→ 設問 1: 欧州委員会の新体制を扱った本文抜粋によると、欧州議会の最終承認投票での賛成票と反対票はそれぞれ何票でしたか。
→ 設問 2: 欧州委員会の新体制についての記事を、その最後の文に続けて書き継ぎなさい。

欧州議会(定数751)は27日、フォンデアライエン次期欧州委員長率いる欧州委員会の新体制の最終承認投票を行い、賛成461票、反対157票で承認した。当初予定より1カ月遅れた上、英国を除く状態ではあるが、初めて女性をトップを据えた新体制が12月1日に正式に発足する。フォンデアライエン氏は5年の任期の間、英国の欧州連合(EU)離脱や米国との貿易摩擦などの課題に取り組むことになる。
フォンデアライエン氏は採決前の演説を英語、ドイツ語、フランス語で行い、「欧州に新たな始まりを与えるために支援してほしい」と呼び掛けた。環境保護と気候変動対策については「浪費する時間はない」として多大な投資を行うことを公約。EUが将来的に結ぶいかなる貿易協定も、環境保護に関する項目が加わるとした。デジタル化についても、デジタル経済革命で世界をけん引するほどの影響力があると強調した。なお前任のユンケル欧州委員長体制は賛成423票、反対209票で承認されており、今回の賛成票はこれを上回っている。

→ データ:
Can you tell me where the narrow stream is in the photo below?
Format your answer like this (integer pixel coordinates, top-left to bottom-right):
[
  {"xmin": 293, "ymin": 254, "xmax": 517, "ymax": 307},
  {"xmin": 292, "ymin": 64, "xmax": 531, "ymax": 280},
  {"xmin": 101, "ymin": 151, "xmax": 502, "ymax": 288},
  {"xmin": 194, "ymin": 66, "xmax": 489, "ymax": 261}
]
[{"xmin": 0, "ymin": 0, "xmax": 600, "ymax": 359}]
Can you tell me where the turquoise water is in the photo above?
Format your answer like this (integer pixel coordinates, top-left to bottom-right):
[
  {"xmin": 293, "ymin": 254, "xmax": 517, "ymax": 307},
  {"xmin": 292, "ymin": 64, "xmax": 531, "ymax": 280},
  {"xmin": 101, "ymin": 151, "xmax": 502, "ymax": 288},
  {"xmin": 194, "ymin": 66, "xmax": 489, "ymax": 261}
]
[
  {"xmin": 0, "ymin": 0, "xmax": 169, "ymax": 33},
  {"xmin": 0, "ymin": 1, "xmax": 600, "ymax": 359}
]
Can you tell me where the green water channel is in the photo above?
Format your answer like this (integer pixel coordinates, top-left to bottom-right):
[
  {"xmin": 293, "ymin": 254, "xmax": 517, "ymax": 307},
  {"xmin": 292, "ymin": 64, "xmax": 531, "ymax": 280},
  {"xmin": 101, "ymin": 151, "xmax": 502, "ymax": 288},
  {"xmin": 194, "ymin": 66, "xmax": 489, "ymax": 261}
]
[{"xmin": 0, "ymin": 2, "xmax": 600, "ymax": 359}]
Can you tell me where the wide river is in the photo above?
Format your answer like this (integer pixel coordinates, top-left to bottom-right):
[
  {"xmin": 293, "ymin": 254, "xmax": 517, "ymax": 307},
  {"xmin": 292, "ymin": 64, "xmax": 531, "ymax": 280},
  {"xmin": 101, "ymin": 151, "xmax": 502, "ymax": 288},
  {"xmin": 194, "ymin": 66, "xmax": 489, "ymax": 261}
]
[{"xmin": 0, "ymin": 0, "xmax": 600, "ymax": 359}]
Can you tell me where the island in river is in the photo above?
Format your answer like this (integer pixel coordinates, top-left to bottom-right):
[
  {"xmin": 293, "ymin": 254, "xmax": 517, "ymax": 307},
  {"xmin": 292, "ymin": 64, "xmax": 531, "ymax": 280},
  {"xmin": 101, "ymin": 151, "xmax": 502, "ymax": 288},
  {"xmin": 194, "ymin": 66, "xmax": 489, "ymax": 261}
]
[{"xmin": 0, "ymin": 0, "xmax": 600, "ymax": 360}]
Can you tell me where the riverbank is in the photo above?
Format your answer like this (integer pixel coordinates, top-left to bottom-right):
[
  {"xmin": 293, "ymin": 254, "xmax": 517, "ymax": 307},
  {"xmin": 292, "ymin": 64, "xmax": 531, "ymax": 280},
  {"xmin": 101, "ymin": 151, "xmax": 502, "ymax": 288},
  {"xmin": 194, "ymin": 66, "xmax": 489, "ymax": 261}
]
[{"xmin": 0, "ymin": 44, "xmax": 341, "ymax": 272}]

→ 記述解答 1: 賛成461票、反対157票でした。

→ 記述解答 2:
新体制では新設の上級副委員長に、マルグレーテ・ベステアー氏(デンマーク、デジタル時代に適合した欧州総括)、フランス・ティメルマンス氏(オランダ、欧州グリーンディール総括)、バルディス・ドムブロフスキス氏(ラトビア、人々のためになる経済総括)の3人を起用。加えて、ジョセップ・ボレル氏(スペイン、外交安全保障上級代表)ら5人を副委員長に指名している。また、欧州委における女性の数はフォンデアライエン氏を含めて12人と、過去最多となっている。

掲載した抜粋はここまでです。